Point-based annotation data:
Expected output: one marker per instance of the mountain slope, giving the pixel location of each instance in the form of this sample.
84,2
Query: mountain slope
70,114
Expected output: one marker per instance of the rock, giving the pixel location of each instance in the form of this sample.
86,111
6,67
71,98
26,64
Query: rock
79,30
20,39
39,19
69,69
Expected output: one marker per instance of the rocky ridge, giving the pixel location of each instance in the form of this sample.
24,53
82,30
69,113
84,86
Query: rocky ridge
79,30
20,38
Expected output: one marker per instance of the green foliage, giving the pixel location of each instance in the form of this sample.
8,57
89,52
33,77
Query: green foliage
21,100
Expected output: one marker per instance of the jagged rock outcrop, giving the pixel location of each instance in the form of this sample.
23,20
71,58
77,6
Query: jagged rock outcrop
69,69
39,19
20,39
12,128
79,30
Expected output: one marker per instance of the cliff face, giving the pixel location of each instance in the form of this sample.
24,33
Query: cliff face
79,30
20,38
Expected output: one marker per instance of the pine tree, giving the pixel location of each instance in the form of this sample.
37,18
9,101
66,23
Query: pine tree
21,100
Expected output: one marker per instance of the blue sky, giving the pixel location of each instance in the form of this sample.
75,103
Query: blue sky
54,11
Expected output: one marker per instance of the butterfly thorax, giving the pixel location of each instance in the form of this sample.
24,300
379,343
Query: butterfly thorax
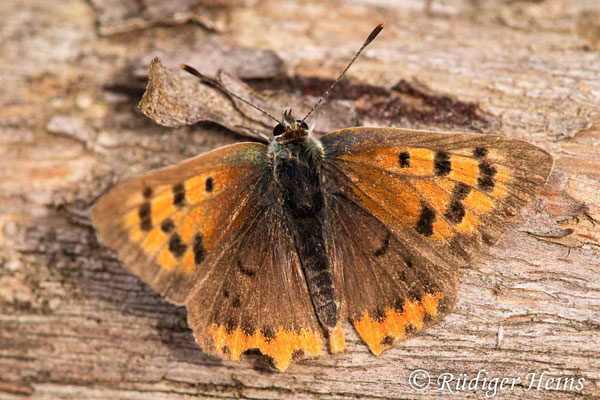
296,160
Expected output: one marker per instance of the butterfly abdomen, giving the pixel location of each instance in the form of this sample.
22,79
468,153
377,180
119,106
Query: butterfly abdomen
297,173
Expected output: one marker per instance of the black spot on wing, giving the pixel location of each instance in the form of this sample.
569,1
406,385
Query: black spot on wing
455,212
461,191
426,219
209,184
387,341
176,246
167,225
441,163
199,251
379,314
480,152
384,246
404,159
267,333
147,192
179,195
236,302
247,327
145,214
485,181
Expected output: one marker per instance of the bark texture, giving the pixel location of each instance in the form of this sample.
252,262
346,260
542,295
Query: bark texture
75,325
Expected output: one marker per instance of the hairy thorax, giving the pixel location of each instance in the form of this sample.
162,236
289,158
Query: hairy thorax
296,173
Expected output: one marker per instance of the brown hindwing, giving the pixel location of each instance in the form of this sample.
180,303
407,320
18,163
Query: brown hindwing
408,208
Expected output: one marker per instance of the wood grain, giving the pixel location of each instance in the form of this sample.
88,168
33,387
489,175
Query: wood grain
75,325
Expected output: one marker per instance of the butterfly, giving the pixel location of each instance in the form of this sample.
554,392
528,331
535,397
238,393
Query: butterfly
271,246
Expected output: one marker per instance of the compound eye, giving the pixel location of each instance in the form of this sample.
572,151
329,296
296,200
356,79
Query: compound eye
278,130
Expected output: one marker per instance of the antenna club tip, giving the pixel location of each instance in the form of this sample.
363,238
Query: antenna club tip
374,33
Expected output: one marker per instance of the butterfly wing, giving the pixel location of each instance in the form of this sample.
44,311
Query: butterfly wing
209,233
424,204
164,223
256,297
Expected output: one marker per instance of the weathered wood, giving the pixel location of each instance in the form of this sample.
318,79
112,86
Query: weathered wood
74,324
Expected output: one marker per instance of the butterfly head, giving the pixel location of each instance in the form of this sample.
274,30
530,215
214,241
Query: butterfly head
290,130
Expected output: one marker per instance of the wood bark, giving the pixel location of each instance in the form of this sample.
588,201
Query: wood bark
75,325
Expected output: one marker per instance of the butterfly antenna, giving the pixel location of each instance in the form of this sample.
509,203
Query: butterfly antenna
216,83
371,37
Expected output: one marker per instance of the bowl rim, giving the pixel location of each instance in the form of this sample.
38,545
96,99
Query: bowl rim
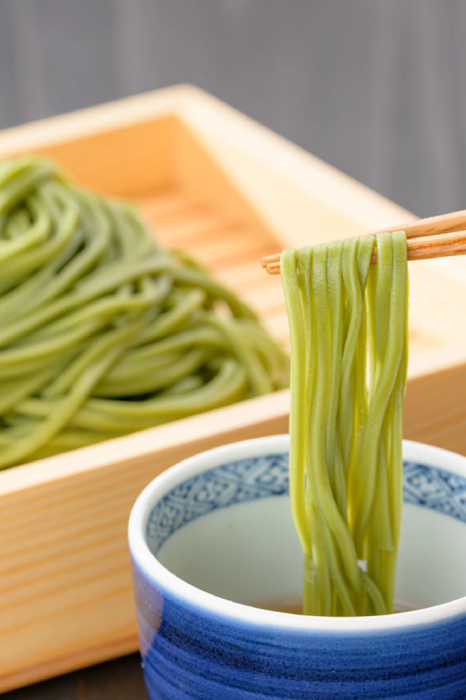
192,596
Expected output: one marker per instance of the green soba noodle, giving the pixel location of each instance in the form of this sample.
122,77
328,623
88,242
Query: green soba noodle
348,325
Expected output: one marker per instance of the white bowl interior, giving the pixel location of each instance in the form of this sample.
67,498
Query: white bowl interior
249,552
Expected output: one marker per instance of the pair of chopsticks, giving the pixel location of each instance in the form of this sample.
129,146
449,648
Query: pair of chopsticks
435,237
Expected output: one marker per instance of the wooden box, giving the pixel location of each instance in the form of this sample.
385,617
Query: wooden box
221,186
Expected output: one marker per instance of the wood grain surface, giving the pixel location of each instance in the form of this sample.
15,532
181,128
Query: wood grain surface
115,680
375,87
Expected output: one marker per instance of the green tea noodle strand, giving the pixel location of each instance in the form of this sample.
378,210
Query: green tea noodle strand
102,332
348,328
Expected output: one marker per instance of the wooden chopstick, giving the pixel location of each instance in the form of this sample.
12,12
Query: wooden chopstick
435,237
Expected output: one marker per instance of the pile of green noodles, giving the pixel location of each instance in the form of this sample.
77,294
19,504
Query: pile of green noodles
103,333
348,324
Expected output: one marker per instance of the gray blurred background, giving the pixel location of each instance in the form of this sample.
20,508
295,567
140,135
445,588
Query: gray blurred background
375,87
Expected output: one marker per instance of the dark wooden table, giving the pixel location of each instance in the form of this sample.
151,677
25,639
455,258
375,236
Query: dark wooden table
115,680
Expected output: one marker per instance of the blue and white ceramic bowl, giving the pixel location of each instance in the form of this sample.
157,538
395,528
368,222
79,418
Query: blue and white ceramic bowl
213,537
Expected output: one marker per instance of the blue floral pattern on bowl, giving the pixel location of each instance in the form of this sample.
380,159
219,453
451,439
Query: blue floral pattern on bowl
267,476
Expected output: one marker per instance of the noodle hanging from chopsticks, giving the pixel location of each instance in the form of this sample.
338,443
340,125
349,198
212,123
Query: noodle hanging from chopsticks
348,327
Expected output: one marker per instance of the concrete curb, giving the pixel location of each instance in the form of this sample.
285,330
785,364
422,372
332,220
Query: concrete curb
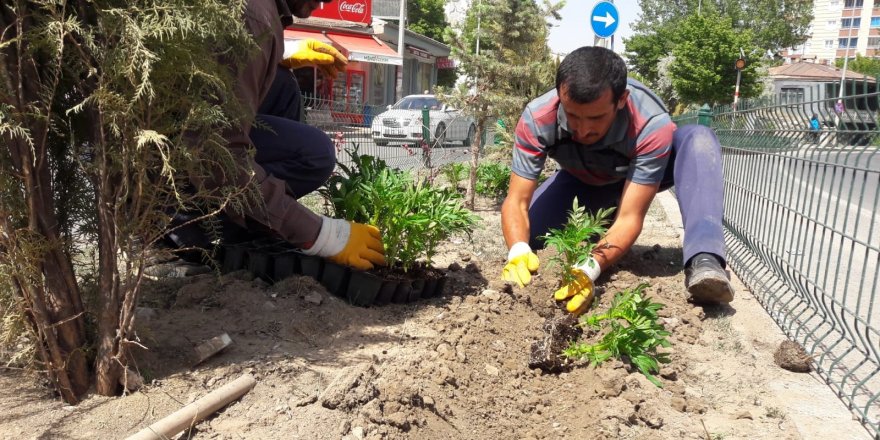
807,401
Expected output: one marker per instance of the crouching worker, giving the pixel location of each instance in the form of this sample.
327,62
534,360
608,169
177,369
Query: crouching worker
616,146
292,159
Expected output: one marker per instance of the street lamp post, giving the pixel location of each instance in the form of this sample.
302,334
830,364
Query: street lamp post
843,75
400,35
740,64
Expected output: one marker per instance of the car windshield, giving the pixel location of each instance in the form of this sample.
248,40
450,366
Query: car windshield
418,103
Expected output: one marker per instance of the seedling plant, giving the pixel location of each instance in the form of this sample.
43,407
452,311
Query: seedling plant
631,333
454,173
574,242
493,179
414,216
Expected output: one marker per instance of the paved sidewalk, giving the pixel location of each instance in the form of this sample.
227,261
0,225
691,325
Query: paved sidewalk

## EXERCISE BRIEF
Write out the material above once more, exactly as it reads, with no pictures.

## FINAL RESULT
Expected output: one marker per instance of the mountain slope, giving the pixel location of each instance in the form of this sample.
84,2
Query: mountain slope
70,114
Expected output: one marker per instance of the rock, giving the pixel location of each instance in the form of this sample.
86,111
6,67
71,98
26,64
Query: rock
79,30
20,39
39,19
69,69
Expected output: one marker per instance of the rocky ridge, giving the pixel location of each instance in the form of this sample.
24,53
82,30
69,113
84,86
Query: rocky ridge
79,30
20,38
Expected output: one marker per instance of the green foliage, giving the pixel location of each instance in the form of this sample.
8,57
89,52
33,77
Query: green foliage
21,100
Expected output: one marker per instance of the jagged rock outcrop, giving the pixel location of each instance in the form of this sample.
23,20
71,58
77,6
Query: jagged rock outcrop
69,69
39,19
20,39
12,128
79,30
Expected output: one marker per instance of the cliff face, giving the pixel location of each instance in the form of this sample.
24,33
Query: cliff face
79,30
20,38
Expected output: one marker per instance of the pine tree, giving the pixel location of each instance in the form of this sample.
37,18
9,101
66,23
Query: pine tree
21,100
Expected output: one marker per instance of the blue sky, giving the pixel location of each instance in the form of this sample.
75,103
Query: blue sky
54,11
Expected output: one marker per instance of the butterfly thorax, giving the pixel location of each instance in the form of this sample.
24,300
379,343
Query: butterfly thorax
296,160
Expected output: one marker per instance of the butterfly abdomen, giving the pixel location of each instance in the form of this sample.
22,79
468,153
377,180
119,106
Query: butterfly abdomen
297,173
Expected output: one marker per instance of the black spot on wing, giving the pixel location of each instance in the form of this sample.
569,1
406,385
Query: black spot on wing
455,212
461,191
426,219
209,184
387,341
176,246
167,225
441,163
199,251
379,314
480,152
384,246
404,159
267,333
147,192
179,195
236,302
247,327
145,214
485,181
Expected output: one marker per instance of the bark texture, giving the pixel location of each instance in the form of this sample.
252,262
346,260
542,295
Query: bark texture
75,325
Expected output: one marker per instance of the hairy thorax, giving the pixel location of each instance in the form of this sample.
162,236
289,158
Query: hairy thorax
296,173
Expected output: one marker per instance of the brown hindwing, giving the pixel location of each instance in the form of this sample.
180,303
407,320
18,163
Query: brown hindwing
408,208
Expected output: one marker per instance of the wood grain, giving the pixel location of each instance in the form of this sample.
88,168
33,387
489,175
Query: wood grain
75,325
Expected output: one marker per instance of the butterfly, giving the pixel location of each instance in the form of this sample.
554,392
528,331
535,397
238,393
Query: butterfly
271,246
Expected output: one marker per instance of the compound eye, giving the pixel location of each instance in the form of this sample.
572,151
329,296
296,200
356,79
Query: compound eye
278,130
Expected output: one marker per instance of the antenna club tip, giving the pixel location of each instance in the form of this sample.
363,238
Query: antenna club tip
374,33
Expected output: one marker per instance of the butterfly wing, giving the pixel location of each instance in the form of this sample.
44,311
Query: butterfly wing
209,233
424,204
164,223
256,297
Expected output: one marker per instance of the weathered wood, giving the pixel location of each instance in the form of this sample.
318,79
112,86
Query: weathered wood
74,324
Expected output: one marker per instance of the butterfly head, giving the pixel location of each instance in the form of this sample.
274,30
530,215
214,241
Query: butterfly head
290,130
Expected output: one marker per instance of the wood bark, giving the pixel location of each instance in the form of this sample.
588,201
Query: wood bark
75,325
Expected output: one marker per instance of the butterfly antenna, giving the pixel location of each instance in the form of this sample.
509,203
Query: butterfly antenna
216,83
371,37
Expected output: one marker per instance of the bowl rim, giving the pixel location of each instance in the form of this sample.
38,545
96,99
Query: bowl rim
192,596
Expected output: one marker per instance of the green soba noodle, giving the pixel location of each instance in the form of this sample.
122,77
328,623
88,242
Query: green soba noodle
348,325
Expected output: one marker per instance of the white bowl interior, giving the pixel location of each instance in the form of this sample.
67,498
Query: white bowl interior
249,552
Expected output: one marker per instance of the pair of chopsticks, giving the pixel location of each instance in the form of this sample.
129,146
449,648
Query: pair of chopsticks
435,237
Expected output: one marker per instance of the wooden box, giving the pixel location of each instance in the form of this sample.
385,617
Query: wooden box
221,186
Expected output: one marker per instance of the wood grain surface, giving the pixel location of each instance in the form of this sample.
15,532
181,128
Query: wood grain surface
115,680
375,87
Expected output: one marker per instance of the green tea noodle strand, giving the pixel location of each instance in the form of this sample.
378,210
Query: green tea noodle strand
102,332
348,328
Expected output: one marker per instance of the wooden chopstick, giving the pixel location of each instance in the form of this sample.
12,12
Query: wooden chopstick
435,237
Expected output: one marker per instance of the pile of green noodles, giving the pixel location of each instance in the form of this sample.
77,294
19,504
Query: pile of green noodles
103,333
348,324
Expected output: one marker per instance of the gray blurred background, giving the pixel location of each instance in the form of this sample.
20,508
295,567
140,135
445,588
Query: gray blurred background
375,87
Expected output: one marker per instance of the dark wooden table, giving the pixel location of each instance in the form of this sample.
151,677
25,639
455,258
375,236
Query: dark wooden table
115,680
Expected output: one marker per instance of the blue and white ceramic bowl, giving the pixel location of each instance in the form of this sample.
157,538
395,528
368,222
79,418
Query: blue and white ceramic bowl
213,537
Expected output: one marker per instance of the blue floral pattern on bowl, giving the pixel location of each instance in the form of this sample.
380,159
219,453
451,439
Query: blue floral pattern on bowl
267,476
Expected output: one marker per instance of the noodle hanging from chopsticks, giving the pixel location of each instance in the form of this sample.
338,443
340,125
349,198
212,123
Query: noodle hanging from chopsticks
348,327
Expected output: one marker per instance of the concrete curb, giving the pixel location of each instance in the form of this sample.
285,330
785,364
422,372
332,220
Query: concrete curb
807,401
Expected output: one marker per instance of the crouching worker, giving the pixel location of each instance in the form of this sample.
327,62
534,360
608,169
177,369
Query: crouching worker
616,146
292,159
Expected output: one marker per instance of the street lamp post, giving the pixel location of each instance in the form of this sample.
302,334
830,364
Query: street lamp post
843,75
400,35
740,64
Expected output: one marker per instance of the car windshield, giving the pixel location of each instance in the form of this sample.
248,40
450,366
Query: car windshield
418,103
Expected output: one marker per instance of the seedling plant, giving the pixel location of each instance in the form of this sample.
43,407
452,311
Query: seedling plant
631,333
454,173
574,242
493,179
414,216
Expected output: one marker per instance of the paved sidewalk, giving the pixel location of each instance in the form of this sample.
227,261
0,225
691,325
Query: paved sidewalk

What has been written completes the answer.